» SOURCE EXTRACT
□ □ □ □ □ □ □

Families where a Parent has a Mental Illness (FaPMI)
We coordinate the statewide FaPMI program, which aims to facilitate positive mental health and wellbeing for consumers who are parents, their children and their families.
The program is operationalised through Local Area Mental Health FaPMI Coordinators, who provide local coordination of supports within adult mental health services, AMHS. View the Mental Health Services Directory for locations and maps.
FaPMI Coordinators work within the AMHS and with local network partners to influence and promote family-inclusive practice to achieve positive outcomes for all family members.
Increased support for young carers is one of the recommendations of the Royal Commission into Victoria’s Mental Health System. From 2022, the Victorian State Government will begin the FaPMI expansion, a three-year rollout of additional funding for brokerage and the employment of community workers in each AMHS. The community workers will have a particular focus on guiding children, young people and young carers to appropriate supports.
What does the FaPMI program provide?

□ □ □ □ □ □ □

» SOURCE MATERIAL
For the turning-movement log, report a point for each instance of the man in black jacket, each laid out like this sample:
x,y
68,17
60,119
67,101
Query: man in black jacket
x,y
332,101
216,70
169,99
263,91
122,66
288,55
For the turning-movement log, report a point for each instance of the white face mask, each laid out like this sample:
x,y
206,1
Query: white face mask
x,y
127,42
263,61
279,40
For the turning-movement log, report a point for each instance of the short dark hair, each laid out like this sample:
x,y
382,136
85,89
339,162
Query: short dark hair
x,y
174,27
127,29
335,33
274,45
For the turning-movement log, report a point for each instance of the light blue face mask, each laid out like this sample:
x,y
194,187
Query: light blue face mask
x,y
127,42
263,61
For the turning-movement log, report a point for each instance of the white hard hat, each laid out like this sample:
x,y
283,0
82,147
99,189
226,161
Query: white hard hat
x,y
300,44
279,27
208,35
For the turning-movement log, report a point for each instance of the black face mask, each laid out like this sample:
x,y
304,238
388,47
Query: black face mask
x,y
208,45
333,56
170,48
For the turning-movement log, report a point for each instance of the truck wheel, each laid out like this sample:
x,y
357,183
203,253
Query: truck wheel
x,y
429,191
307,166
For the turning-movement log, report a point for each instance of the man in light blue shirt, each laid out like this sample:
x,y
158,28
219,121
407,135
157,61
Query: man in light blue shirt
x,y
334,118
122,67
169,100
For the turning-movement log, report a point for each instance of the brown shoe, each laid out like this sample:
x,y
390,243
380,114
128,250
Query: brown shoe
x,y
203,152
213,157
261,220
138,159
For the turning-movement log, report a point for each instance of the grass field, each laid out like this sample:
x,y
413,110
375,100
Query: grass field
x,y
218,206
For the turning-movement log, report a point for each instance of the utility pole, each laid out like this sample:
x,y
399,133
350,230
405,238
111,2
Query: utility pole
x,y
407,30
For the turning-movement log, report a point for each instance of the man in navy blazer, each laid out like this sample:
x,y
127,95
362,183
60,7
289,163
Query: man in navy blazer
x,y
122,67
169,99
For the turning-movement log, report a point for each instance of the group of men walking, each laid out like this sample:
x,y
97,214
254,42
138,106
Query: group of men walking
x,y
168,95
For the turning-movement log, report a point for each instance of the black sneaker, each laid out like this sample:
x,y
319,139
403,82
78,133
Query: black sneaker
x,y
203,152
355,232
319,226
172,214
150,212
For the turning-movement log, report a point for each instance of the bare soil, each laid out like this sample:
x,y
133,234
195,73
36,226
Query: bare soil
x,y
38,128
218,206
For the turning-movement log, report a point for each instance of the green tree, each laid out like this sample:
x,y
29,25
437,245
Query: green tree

□ □ □ □ □ □ □

Repeat the passage of the FaPMI program text word for word, starting with "Families where a" and going on through "and their families.". Nothing in the lines has any bearing on what comes next.

» ANSWER SECTION
Families where a Parent has a Mental Illness (FaPMI)
We coordinate the statewide FaPMI program, which aims to facilitate positive mental health and wellbeing for consumers who are parents, their children and their families.